● **Défis proposés**
1. Répondez aux questions suivantes à partir du texte fourni.
(a) Quelle définition du mariage le texte donne-t-il ?
(b) Quel nom le texte donne-t-il à l'union d'un homme avec plusieurs femmes ?
(c) Au Bénin, quel texte ne reconnaît pas cette pratique ?
2. D'après le texte fourni, pourquoi le constat qui se dégage de la réalité des familles polygames laisse-t-il à désirer ? Répondez en une à trois phrases.

**** Texte fourni

Le mariage est considéré comme l’union de deux personnes de sexes opposés reconnue de façon officielle par la loi ou les règles en vigueur localement, dans le but de s’unir en formant un couple pour le restant de leurs vies. Cependant, il n’est pas rare que cette union se fasse au-delà de deux personnes. Un homme peut s’unir à deux, quatre femmes voire plus, compte tenu de ses moyens sans gêne, c’est la polygamie. Bien qu’elle ne soit pas reconnue par le Code de la famille au Bénin, cette pratique est acceptée en Islam et autorisée par la tradition béninoise. Une incursion dans la réalité des familles polygames et le constat qui se dégage laisse à désirer compte tenu des énormes problèmes que cause cette pratique.

********
**** Matériel source

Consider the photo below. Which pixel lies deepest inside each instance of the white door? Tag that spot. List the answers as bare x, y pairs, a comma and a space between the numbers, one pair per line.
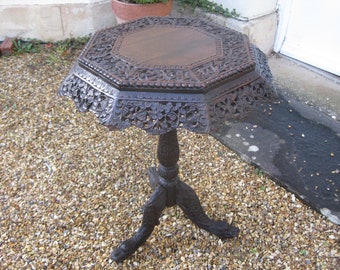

********

● **Corrigé de l'exercice**
1.
(a) C'est l'union de deux personnes de sexes opposés, reconnue de façon officielle par la loi ou les règles en vigueur localement, dans le but de former un couple pour le restant de leurs vies.
(b) La polygamie.
(c) Le Code de la famille.

2. Ce constat laisse à désirer en raison des énormes problèmes que cause la pratique de la polygamie.